***** Given entries

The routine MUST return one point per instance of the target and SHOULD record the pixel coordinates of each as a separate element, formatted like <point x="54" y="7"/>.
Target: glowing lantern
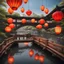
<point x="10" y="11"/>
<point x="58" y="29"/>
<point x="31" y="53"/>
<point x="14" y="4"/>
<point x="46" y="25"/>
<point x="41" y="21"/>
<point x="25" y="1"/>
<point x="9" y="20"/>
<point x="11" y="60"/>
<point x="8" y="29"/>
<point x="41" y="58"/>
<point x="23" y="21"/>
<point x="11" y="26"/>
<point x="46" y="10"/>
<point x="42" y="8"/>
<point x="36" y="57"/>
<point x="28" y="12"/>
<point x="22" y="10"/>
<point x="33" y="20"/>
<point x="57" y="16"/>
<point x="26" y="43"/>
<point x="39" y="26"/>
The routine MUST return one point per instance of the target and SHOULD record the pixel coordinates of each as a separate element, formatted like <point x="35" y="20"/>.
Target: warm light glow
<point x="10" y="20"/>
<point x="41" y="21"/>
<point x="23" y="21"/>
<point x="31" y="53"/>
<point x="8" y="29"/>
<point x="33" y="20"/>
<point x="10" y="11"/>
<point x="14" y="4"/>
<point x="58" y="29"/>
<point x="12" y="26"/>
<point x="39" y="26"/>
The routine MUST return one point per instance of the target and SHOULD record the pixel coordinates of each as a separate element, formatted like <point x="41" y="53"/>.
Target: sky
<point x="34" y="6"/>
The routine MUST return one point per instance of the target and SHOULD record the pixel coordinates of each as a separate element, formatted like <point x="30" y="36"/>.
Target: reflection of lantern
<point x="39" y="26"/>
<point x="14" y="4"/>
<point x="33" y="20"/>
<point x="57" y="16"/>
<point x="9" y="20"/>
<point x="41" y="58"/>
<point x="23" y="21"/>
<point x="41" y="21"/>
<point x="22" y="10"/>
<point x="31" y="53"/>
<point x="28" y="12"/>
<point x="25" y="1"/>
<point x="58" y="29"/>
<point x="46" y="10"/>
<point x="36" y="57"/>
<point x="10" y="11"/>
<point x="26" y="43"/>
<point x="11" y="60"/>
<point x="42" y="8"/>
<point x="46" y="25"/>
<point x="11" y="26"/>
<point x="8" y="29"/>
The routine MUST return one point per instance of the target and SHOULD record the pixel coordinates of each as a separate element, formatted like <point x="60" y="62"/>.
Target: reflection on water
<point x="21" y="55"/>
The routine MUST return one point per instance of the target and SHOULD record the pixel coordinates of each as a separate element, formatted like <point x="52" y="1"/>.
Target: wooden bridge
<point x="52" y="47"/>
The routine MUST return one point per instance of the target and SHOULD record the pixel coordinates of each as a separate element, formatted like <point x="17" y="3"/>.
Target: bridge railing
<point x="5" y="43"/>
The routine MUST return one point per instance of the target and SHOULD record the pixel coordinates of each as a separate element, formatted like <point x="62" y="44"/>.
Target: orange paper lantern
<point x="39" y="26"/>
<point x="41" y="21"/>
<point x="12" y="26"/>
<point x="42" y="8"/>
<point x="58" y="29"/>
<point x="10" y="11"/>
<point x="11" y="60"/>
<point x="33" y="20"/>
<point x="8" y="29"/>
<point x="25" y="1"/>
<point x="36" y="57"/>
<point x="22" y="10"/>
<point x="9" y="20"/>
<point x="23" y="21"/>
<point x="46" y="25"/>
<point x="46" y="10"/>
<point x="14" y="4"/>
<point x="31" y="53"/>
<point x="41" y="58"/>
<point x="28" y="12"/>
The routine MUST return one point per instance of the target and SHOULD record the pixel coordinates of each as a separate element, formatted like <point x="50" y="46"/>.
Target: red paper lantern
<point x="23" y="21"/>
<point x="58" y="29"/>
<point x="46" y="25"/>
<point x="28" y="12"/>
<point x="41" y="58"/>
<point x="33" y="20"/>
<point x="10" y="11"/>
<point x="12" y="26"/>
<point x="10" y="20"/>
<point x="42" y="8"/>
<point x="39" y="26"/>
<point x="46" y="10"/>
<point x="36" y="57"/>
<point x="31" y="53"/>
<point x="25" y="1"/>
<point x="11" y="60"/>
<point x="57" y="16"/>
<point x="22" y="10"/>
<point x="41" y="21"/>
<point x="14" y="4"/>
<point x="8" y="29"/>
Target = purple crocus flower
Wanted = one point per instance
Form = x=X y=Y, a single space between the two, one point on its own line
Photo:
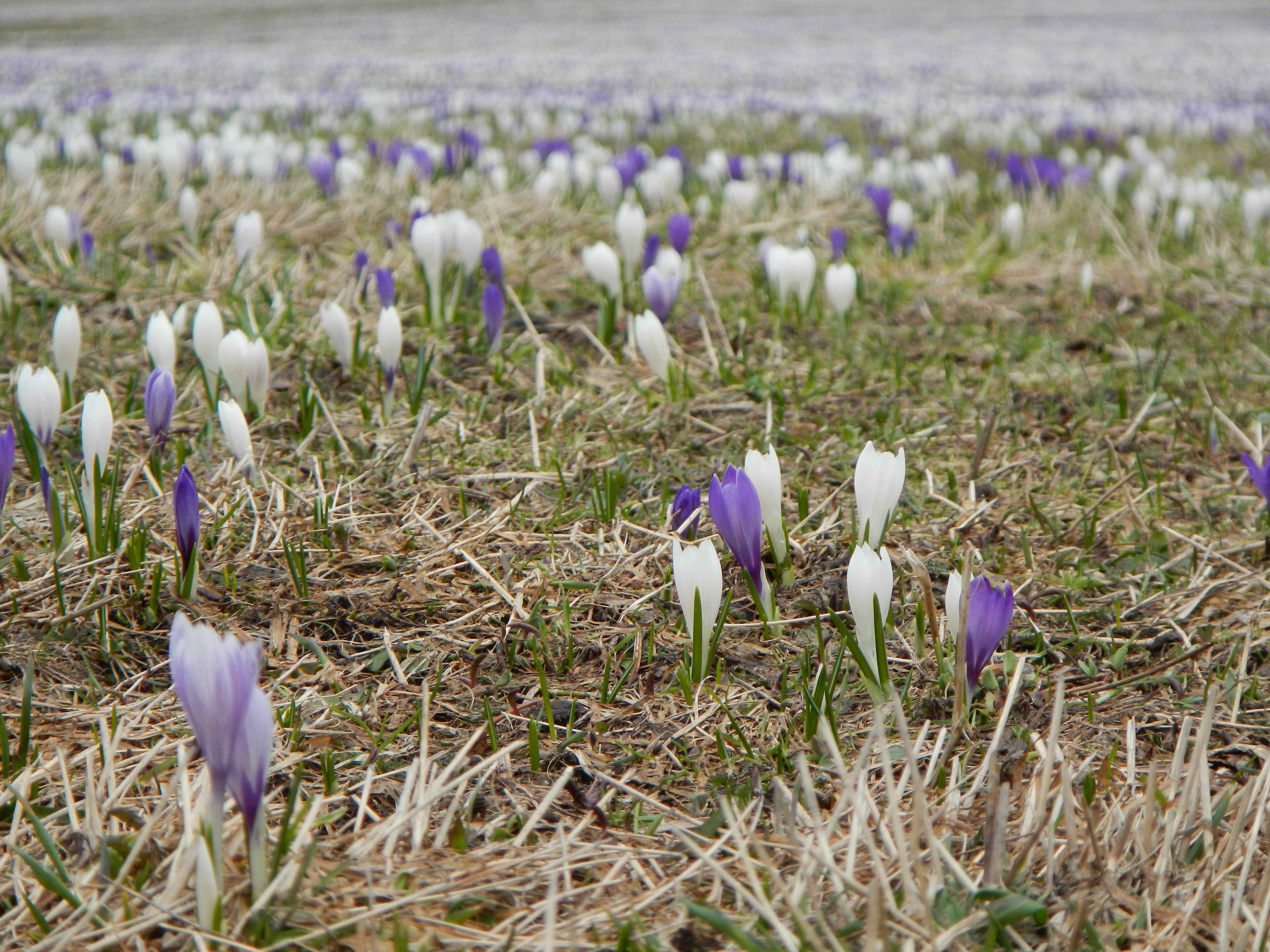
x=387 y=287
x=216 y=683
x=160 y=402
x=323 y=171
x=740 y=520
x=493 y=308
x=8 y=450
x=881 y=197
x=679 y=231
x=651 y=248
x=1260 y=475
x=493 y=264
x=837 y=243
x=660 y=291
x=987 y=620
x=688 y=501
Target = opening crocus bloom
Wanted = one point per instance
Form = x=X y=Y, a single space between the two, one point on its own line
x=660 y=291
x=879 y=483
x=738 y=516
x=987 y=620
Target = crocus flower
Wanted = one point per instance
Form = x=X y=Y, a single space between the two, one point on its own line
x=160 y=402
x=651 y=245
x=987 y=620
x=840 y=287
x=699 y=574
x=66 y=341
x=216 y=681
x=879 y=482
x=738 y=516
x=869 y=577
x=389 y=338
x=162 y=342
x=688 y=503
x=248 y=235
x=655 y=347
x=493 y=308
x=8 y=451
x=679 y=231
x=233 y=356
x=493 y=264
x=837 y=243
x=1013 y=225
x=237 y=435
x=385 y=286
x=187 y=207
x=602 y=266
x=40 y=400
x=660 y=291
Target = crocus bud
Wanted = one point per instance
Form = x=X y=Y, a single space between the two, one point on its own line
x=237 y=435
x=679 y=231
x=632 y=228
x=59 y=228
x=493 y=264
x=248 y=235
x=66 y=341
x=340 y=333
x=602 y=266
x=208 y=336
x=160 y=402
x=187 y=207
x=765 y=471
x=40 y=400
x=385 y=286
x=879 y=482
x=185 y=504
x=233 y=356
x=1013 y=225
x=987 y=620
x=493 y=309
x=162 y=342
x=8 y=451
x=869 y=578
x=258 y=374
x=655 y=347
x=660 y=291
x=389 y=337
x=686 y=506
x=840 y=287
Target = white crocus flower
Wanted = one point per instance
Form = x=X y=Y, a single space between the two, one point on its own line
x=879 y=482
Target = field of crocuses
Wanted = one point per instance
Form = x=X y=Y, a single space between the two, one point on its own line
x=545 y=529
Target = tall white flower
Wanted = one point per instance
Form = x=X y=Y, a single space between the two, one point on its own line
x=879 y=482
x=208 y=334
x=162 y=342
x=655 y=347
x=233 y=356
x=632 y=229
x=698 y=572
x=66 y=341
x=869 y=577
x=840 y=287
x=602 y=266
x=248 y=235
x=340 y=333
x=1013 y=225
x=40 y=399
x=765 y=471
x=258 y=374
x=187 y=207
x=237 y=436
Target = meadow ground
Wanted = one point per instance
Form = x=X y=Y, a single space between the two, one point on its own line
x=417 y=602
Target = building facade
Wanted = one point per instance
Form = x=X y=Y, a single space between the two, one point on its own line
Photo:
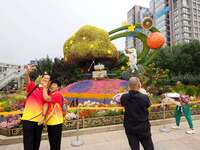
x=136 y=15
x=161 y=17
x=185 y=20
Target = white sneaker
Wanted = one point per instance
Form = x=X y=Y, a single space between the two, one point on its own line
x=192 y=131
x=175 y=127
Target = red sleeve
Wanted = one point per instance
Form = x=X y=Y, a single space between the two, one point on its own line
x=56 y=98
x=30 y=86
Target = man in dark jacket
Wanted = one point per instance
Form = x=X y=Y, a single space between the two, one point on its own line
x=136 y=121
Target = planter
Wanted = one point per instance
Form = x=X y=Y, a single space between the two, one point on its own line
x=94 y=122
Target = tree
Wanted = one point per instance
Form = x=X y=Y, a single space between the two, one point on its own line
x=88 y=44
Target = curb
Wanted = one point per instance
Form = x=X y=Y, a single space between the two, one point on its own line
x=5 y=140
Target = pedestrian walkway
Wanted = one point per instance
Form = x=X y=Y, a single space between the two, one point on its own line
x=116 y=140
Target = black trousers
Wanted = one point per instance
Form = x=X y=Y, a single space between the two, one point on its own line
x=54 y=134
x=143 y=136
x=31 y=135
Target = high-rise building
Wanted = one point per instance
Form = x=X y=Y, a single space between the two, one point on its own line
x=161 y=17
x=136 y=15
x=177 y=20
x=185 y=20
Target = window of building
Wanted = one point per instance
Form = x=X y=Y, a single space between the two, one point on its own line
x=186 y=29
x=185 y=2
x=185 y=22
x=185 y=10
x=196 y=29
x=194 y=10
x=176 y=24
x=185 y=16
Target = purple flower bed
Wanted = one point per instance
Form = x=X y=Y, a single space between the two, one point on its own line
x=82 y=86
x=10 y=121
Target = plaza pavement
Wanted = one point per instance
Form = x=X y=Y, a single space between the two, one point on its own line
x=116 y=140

**********

From the entries above, extract every line where the word "purple" appears.

▶ Solution for this exercise:
Target = purple crocus flower
Target = purple flower bed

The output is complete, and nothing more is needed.